_TASK TO COMPLETE_
Write out the part of the listing that begins with the line containing "Put a dot on every instance of the white" and continues through the end of the listing, with every line reproduced unchanged.

[Location identification listing]
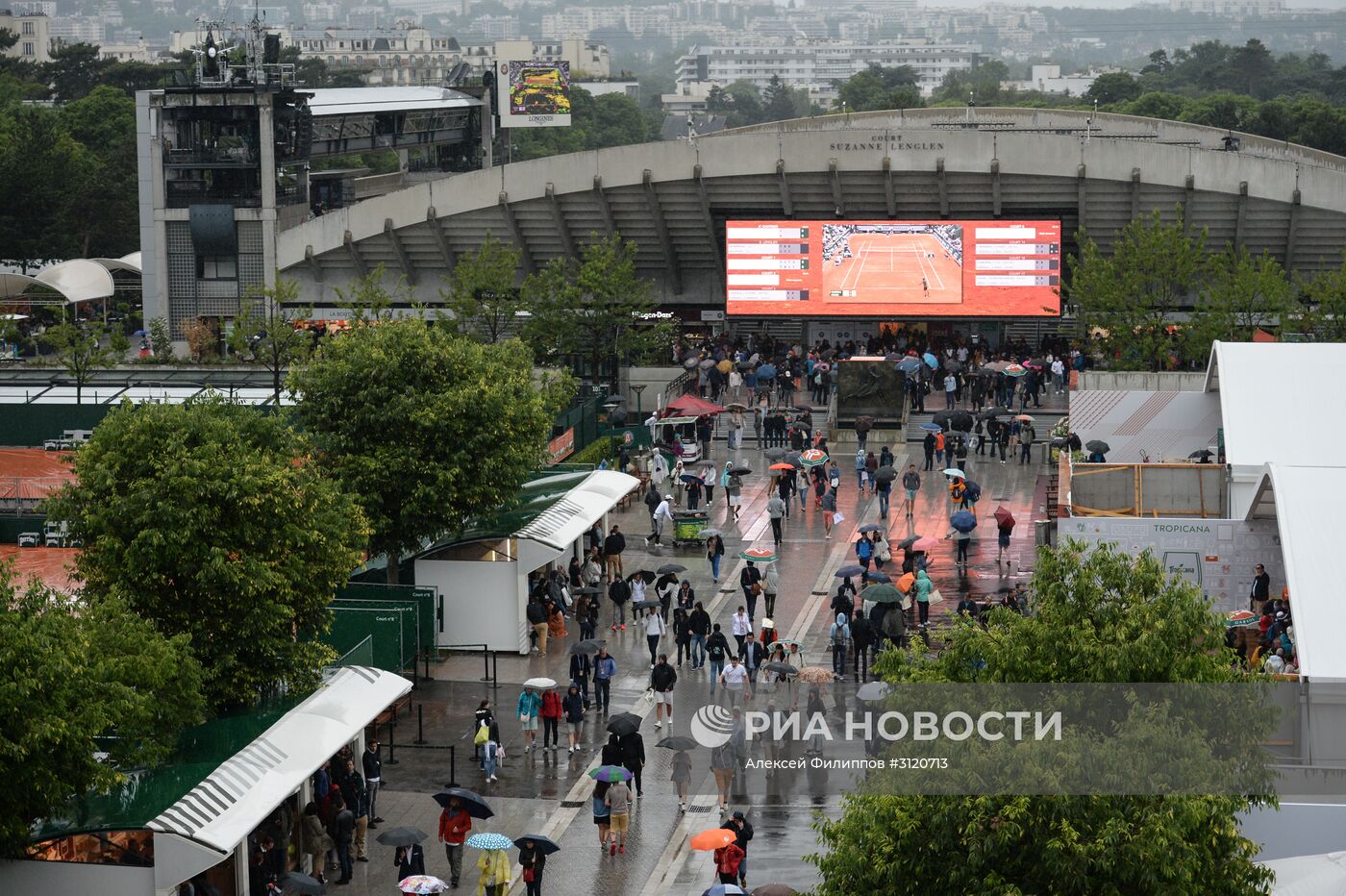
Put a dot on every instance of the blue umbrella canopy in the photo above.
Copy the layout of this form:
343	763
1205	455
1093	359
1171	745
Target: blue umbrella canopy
962	521
490	841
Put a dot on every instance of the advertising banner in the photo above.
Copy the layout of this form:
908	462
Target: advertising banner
534	94
885	268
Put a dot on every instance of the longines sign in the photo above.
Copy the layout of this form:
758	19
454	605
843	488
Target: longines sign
887	141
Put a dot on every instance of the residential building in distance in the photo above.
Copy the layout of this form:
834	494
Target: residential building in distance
34	33
818	67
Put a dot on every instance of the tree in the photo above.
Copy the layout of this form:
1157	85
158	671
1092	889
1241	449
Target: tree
212	519
265	331
424	427
1100	616
80	350
1114	87
596	307
1155	270
482	293
84	677
1244	293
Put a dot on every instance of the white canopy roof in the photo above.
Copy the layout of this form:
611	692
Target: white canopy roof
1311	546
575	514
1274	401
241	792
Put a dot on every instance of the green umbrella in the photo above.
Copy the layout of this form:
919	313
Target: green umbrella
882	593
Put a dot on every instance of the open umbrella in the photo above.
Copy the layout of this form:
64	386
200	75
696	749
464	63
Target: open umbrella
401	835
758	555
679	743
490	841
882	593
874	690
474	805
296	883
611	774
710	839
623	724
588	646
544	845
813	457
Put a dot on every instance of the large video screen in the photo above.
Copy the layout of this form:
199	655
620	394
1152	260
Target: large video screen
891	268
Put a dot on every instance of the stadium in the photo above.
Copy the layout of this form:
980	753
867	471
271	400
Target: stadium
1093	172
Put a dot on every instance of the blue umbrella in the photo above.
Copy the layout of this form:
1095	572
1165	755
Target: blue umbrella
490	841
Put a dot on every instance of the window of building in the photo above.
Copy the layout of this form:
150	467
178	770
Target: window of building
217	268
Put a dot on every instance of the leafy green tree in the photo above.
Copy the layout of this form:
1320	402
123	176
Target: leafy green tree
1155	270
84	677
1242	293
1114	87
424	427
482	292
1099	616
265	331
596	309
212	519
80	350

_RESULT OF THIS EXERCISE_
Put a dot on every instance of the white canopy roof in the photo above.
Copy the layout of this form:
611	692
Target: white canopy roof
1311	546
575	514
1274	401
241	792
Put a dot on every instance of the green umbrella in the photo above.
Copy the layout of this form:
919	313
Target: green umbrella
882	593
Put a dot on every instance of the open umbrella in the photo above.
Copy the layout of this form:
64	386
200	75
696	749
464	63
Target: open umbrella
401	835
758	555
679	743
490	841
882	593
874	690
474	805
296	883
611	774
710	839
623	724
588	646
544	845
813	457
Put a dot on every instance of the large video screen in the photo above.
Copy the layout of this form:
199	655
620	394
1152	260
Target: large video screen
891	268
Put a dot on every instance of the stadium in the photo above.
Copy the layout of this form:
980	753
867	471
271	400
Target: stadium
1093	172
Put a dot on every instance of the blue umbrella in the photo above.
Copy the layout of this form:
1095	572
1165	755
Target: blue umbrella
490	841
Put a dot on every instance of the window of building in the photo above.
Copy the layout of this form:
150	467
178	770
Target: window of building
217	268
Put a dot on every instance of the leafy green tree in the photo above.
Copy the layout of this form:
1320	402
123	176
Target: leafy green tree
1155	270
84	677
1242	293
1114	87
424	427
482	292
1099	616
265	331
596	309
212	519
80	350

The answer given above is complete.